----- ENTRIES PROVIDED -----

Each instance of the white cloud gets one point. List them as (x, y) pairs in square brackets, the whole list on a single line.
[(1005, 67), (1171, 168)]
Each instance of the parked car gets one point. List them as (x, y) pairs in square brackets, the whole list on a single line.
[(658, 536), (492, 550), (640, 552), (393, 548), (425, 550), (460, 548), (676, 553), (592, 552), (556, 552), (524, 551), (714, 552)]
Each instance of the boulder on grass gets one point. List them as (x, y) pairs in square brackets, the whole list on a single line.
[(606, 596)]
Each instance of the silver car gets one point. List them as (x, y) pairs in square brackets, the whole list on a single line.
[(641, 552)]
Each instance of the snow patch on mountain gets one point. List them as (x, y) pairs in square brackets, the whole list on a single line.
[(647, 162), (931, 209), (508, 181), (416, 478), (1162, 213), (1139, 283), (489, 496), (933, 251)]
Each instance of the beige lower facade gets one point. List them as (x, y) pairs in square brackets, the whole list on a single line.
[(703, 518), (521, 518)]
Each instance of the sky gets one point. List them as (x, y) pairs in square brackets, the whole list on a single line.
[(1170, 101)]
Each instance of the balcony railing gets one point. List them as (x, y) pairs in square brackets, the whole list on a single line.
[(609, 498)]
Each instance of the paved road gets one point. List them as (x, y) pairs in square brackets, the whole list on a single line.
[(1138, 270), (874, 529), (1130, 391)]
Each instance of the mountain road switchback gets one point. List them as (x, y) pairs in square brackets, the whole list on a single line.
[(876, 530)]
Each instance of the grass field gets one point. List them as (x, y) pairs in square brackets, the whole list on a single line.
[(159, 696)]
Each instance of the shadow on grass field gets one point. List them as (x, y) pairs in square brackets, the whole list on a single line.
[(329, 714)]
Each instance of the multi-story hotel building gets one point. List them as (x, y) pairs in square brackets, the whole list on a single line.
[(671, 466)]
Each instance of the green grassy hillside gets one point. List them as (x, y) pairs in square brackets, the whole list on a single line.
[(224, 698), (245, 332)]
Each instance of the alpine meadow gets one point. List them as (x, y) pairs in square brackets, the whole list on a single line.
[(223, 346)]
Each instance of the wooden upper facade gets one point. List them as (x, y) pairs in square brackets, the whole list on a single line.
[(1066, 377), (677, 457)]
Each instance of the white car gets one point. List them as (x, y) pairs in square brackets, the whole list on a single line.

-----

## WORK TO BE COMPLETED
Every entry should be reproduced word for word.

## SOLUTION TO THE PROBLEM
Each instance of the white cloud gets one point. List them as (x, y) pairs in square brackets, the whole list on a single line.
[(1005, 67), (1171, 168)]
Each instance of the parked car gets one point. List them as (x, y) pairs in square brackets, the whole list on a single line.
[(658, 536), (492, 550), (640, 552), (393, 548), (425, 550), (460, 548), (676, 553), (592, 552), (556, 552), (524, 551), (714, 552)]
Each instance of the boulder on grass gets one point. List them as (x, y) pairs in square brackets, the whole list on a single line.
[(606, 596)]
Each instance of the silver car gets one point. List them as (x, y) pairs in square brackets, the whole list on a single line.
[(641, 552)]
Each instance of the snow patch on mountain gets one point. List them as (x, y) pairs in square brackets, the whole list on a single line.
[(647, 162), (931, 209), (508, 181), (416, 478), (1162, 213), (1139, 283), (489, 496), (933, 251)]
Each instance of the beige lower facade gets one point. List them as (x, y) pairs in square brackets, the whole list on a single line.
[(703, 518), (521, 518)]
Each instance of the sky gets one point. List them as (x, y) pairs in square brackets, the whole list on a single line.
[(1170, 101)]
Each instance of the balcony railing gets one point. List them as (x, y) pairs in square brackets, the whole list on a single line.
[(609, 498)]
Each instance of the paved road gets one point. List them as (x, y) pairs in square brackets, the whole list on a single line.
[(1138, 270), (874, 529), (1130, 391)]
Each instance of the mountain road switchback gets one point. List them as (x, y) pairs in square brackets, the whole list on a single line.
[(876, 530)]
Each instance of the grass field gets one point. List them as (x, y) pairs in square brackets, the whole list on a single line.
[(159, 696)]
Each instance of the shadow on grass field gets one point. List them as (x, y) pairs in square brackets, the whole list on a single line.
[(329, 714)]
Each instance of the multi-story hotel building gets one point. List them as (x, y) pairs in square brackets, the whole list on a single line.
[(671, 466)]
Each instance of the green grassy hillside gets one point. List them as (x, y) pairs in square brackets, the whole list on a single line.
[(224, 698), (245, 332)]
Each instance of the alpine meadow gets one point. List them as (x, y) pairs in square brackets, the whole list on a single line.
[(223, 346)]
Each instance of the wooden upper facade gets one point. List them as (x, y) pairs in square brackets, the whole list on a single line.
[(1066, 377), (677, 457)]
Each instance of the white car gets one point. List them as (x, y) pairs in square brackets, the whole list on a single line.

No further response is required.